EXCERPT -
____________

Store large files outside the repository

GitHub limits the size of files you can track in regular Git repositories. Learn how to track or remove files that are beyond the limit. To find out more please see here.

About Git Large File Storage

Git LFS handles large files by storing references to the file in the repository, but not the actual file itself. To work around Git's architecture, Git LFS creates a pointer file which acts as a reference to the actual file (which is stored somewhere else). GitHub manages this pointer file in your repository. When you clone the repository down, GitHub uses the pointer file as a map to go and find the large file for you.

Using Git LFS, you can store files up to:

GitHub Free 2 GB
GitHub Pro 2 GB
GitHub Team 4 GB
GitHub Enterprise Cloud 5 GB

Use shallow clones for CI

Stolee, D., 2022. Get up to speed with partial clone and shallow clone | The GitHub Blog. [online] The GitHub Blog. Available at: https://github.blog/2020-12-21-get-up-to-speed-with-partial-clone-and-shallow-clone/ [Accessed 7 October 2022].

As your Git repositories grow, it becomes harder and harder for new developers to clone and start working on them. Git is designed as a distributed version control system. This means that you can work on your machine without needing a connection to a central server that controls how you interact with the repository. This is only fully realizable if you have all reachable data in your local repository.

What if there was a better way? Could you get started working in the repository without downloading every version of every file in the entire Git history? Git’s partial clone and shallow clone features are options that can help here, but they come with their own tradeoffs. Each option breaks at least one expectation from the normal distributed nature of Git, and you might not be willing to make those tradeoffs.

Shallow clones

Partial clones are relatively new to Git, but there is an older feature that does something very similar to a treeless clone: shallow clones. Shallow clones use the --depth= parameter in git clone to truncate the commit history. Typically, --depth=1 signifies that we only care about the most recent commits. Shallow clones are best combined with the --single-branch --branch= options as well, to ensure we only download the data for the commit we plan to use immediately.

The object model for a shallow clone is shown in this diagram:

Here, the commit at HEAD exists, but its connection to its parents and the rest of the history is severed. The commits whose parents are removed are called shallow commits and together form the shallow boundary. The commit objects themselves have not changed, but there is some metadata in the client repository directing the Git client to ignore those parent connections. All trees and blobs are downloaded for any commit that exists on the client.

Since the commit history is truncated, commands such as git merge-base or git log show different results than they would in a full clone! In general, you cannot count on them to work as expected. Recall that these commands work as expectedly in partial clones. Even in blobless clones, commands like git blame -- will work correctly, if only a little slower than in full clones. Shallow clones don’t even make that a possibility!

____________

Decide whether each statement agrees with the excerpt on large files in Git, answering yes or no and quoting the deciding words: (a) Git LFS lets GitHub Team store files up to 4 GB; (b) Git LFS keeps the actual large file inside the repository; (c) a shallow clone downloads all trees and blobs for any commit that exists on the client.

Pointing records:
____________

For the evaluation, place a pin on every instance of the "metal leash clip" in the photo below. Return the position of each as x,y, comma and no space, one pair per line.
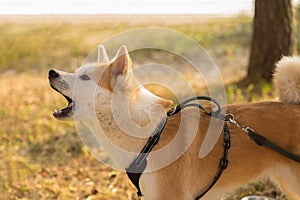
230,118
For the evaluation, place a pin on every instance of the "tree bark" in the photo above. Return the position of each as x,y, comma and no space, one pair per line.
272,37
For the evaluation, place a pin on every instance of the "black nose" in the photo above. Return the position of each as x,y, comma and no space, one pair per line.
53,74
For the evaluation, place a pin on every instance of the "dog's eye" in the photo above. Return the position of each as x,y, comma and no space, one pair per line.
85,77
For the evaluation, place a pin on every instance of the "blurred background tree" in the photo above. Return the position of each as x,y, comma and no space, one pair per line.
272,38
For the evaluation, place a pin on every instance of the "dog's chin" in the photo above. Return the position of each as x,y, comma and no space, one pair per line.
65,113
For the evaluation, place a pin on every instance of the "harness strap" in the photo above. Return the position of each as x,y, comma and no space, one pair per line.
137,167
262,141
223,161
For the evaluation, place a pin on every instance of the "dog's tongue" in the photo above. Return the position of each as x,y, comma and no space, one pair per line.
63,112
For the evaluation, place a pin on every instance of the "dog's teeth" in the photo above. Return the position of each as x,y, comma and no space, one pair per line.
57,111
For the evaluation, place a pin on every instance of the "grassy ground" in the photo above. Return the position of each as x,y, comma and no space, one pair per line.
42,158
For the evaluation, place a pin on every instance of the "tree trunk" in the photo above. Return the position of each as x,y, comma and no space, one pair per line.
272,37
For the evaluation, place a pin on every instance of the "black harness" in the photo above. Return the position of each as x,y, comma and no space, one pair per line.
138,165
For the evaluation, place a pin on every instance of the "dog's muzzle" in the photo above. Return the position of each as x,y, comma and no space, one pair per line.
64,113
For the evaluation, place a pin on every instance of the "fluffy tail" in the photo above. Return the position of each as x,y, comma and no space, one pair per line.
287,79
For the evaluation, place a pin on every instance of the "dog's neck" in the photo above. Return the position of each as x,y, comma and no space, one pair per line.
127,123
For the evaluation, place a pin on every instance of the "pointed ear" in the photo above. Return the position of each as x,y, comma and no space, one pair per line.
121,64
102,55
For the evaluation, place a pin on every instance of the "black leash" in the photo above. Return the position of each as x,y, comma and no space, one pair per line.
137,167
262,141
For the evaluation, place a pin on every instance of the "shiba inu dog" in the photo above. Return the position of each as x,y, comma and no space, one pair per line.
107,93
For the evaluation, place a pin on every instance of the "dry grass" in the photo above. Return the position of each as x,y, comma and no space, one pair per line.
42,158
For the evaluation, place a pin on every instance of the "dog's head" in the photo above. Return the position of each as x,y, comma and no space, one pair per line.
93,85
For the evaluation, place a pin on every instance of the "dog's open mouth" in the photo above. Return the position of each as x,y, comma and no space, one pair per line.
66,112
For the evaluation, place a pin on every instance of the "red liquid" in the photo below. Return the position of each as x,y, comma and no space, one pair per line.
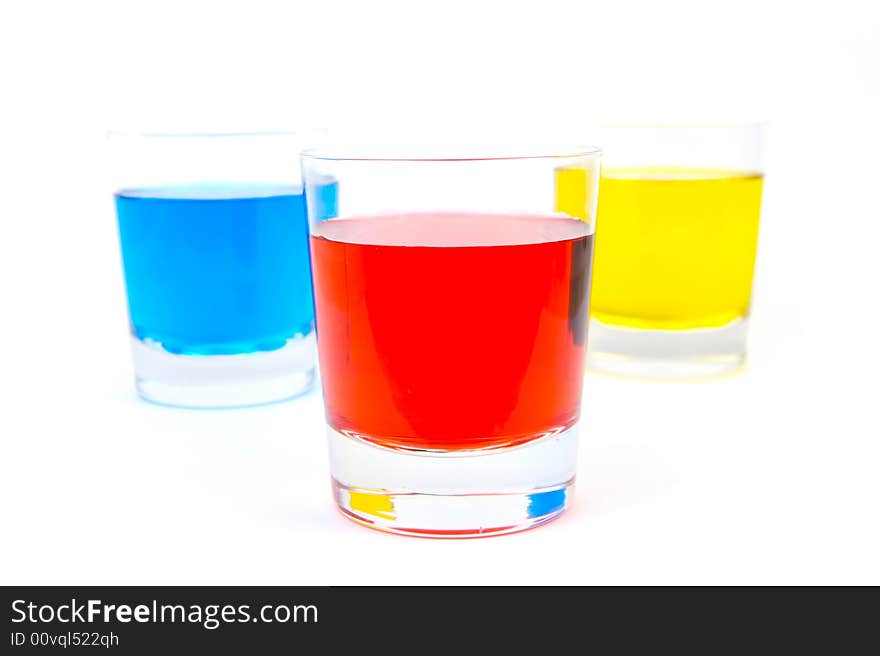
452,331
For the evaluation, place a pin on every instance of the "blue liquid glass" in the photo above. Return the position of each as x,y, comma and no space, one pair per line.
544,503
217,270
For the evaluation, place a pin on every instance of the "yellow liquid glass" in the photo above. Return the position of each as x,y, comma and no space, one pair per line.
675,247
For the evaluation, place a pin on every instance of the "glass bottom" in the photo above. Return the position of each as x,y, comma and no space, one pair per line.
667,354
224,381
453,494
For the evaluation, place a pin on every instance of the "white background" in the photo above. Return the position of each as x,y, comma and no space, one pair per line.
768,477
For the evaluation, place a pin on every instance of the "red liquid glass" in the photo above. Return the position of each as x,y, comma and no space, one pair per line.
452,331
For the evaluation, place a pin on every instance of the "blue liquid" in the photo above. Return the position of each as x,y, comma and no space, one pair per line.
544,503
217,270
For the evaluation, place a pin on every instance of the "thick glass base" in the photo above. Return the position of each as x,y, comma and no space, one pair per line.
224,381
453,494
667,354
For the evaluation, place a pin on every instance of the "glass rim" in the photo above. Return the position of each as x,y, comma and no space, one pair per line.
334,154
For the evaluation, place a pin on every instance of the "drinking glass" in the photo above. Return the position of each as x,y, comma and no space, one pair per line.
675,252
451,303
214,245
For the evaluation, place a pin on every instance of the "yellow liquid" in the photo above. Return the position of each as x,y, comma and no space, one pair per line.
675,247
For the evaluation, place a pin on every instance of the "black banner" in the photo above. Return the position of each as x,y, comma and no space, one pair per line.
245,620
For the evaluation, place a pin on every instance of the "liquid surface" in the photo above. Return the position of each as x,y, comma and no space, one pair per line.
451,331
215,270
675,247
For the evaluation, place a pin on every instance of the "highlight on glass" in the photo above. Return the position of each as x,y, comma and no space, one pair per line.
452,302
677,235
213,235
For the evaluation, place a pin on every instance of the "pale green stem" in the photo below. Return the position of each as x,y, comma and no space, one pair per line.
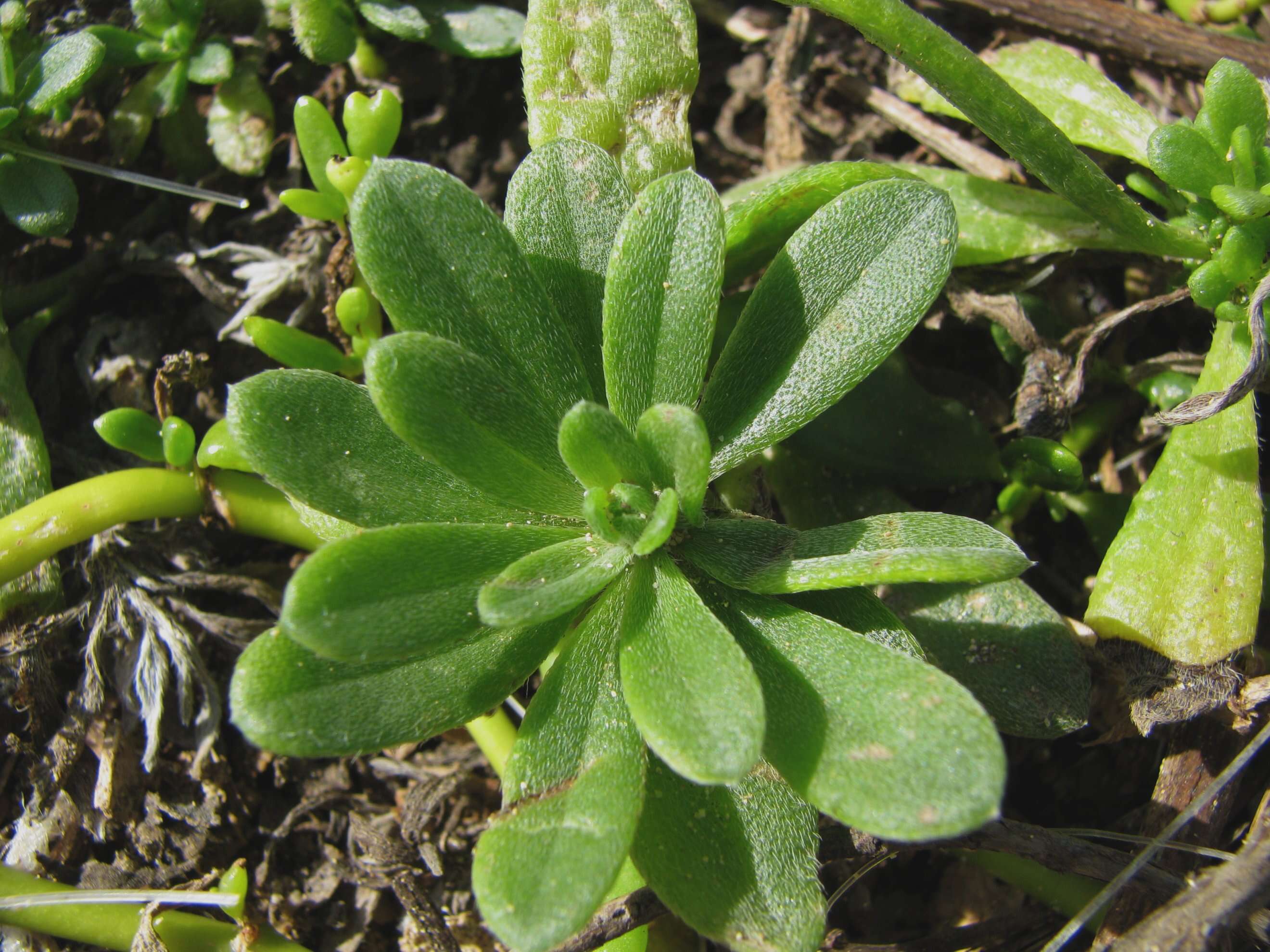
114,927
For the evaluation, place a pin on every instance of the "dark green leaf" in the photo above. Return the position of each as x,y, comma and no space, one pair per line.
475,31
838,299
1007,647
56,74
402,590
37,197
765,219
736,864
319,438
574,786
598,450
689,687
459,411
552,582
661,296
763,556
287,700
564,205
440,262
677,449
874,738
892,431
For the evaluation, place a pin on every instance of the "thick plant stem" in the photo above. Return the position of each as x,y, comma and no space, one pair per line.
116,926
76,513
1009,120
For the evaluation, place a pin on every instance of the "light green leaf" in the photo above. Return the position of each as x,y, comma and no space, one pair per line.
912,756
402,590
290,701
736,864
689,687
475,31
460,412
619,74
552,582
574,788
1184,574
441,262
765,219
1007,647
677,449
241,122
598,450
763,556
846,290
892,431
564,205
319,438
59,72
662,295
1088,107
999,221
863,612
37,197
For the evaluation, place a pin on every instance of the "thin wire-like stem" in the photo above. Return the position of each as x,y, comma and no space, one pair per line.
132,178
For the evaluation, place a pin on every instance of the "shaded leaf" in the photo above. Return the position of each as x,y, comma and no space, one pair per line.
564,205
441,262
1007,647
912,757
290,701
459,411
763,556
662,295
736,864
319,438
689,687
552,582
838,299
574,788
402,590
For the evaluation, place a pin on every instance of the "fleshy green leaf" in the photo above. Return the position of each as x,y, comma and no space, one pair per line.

____________

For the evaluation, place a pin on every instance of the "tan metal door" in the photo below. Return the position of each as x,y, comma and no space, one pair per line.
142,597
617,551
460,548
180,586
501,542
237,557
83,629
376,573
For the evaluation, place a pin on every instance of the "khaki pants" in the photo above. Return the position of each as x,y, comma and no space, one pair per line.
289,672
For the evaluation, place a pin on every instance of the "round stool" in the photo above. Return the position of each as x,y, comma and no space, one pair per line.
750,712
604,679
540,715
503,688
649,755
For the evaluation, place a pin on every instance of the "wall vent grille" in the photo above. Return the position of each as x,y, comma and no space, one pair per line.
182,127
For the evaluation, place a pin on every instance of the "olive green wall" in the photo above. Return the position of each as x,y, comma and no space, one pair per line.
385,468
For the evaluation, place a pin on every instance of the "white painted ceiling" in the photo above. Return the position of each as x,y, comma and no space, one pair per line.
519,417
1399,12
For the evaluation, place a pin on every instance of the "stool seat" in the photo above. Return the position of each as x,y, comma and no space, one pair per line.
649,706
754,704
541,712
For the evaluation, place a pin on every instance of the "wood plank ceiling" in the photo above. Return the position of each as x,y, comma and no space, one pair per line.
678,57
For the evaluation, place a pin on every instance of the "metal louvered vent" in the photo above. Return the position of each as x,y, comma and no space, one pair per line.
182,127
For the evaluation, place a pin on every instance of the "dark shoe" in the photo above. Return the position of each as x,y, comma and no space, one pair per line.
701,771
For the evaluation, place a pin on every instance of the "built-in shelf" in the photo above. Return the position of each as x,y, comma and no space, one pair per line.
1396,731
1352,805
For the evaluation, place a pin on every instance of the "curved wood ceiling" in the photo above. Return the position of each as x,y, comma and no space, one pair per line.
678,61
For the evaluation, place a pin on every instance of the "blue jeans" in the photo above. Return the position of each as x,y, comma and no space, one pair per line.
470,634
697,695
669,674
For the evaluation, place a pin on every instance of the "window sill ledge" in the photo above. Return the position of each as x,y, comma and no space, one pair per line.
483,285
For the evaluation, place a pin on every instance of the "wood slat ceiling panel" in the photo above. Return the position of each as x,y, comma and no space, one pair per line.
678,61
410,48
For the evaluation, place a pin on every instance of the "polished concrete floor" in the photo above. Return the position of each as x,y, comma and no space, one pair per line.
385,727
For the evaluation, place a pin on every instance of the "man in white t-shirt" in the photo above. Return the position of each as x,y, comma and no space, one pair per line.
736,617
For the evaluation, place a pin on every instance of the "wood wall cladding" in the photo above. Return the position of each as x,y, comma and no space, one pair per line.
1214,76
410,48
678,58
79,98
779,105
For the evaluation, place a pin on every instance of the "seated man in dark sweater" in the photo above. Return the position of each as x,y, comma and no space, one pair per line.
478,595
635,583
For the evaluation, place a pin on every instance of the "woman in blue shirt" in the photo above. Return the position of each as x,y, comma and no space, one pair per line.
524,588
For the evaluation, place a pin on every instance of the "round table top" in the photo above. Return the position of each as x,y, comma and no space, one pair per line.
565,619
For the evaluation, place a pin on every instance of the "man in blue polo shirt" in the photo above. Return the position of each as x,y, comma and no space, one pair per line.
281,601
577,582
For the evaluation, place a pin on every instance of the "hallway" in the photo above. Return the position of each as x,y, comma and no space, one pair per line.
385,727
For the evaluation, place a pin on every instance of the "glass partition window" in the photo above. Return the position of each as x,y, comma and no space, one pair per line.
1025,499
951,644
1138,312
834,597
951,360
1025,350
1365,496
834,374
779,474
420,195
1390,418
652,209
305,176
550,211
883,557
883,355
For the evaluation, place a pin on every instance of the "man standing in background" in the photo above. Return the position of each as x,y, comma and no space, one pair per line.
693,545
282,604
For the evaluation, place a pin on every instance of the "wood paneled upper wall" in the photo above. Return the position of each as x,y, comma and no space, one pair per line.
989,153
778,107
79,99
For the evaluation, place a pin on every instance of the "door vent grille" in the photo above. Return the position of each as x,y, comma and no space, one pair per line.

____________

FINAL RESULT -
(a) Yes: "GitHub Team 4 GB"
(b) No: "storing references to the file in the repository, but not the actual file itself"
(c) Yes: "All trees and blobs are downloaded for any commit that exists on the client."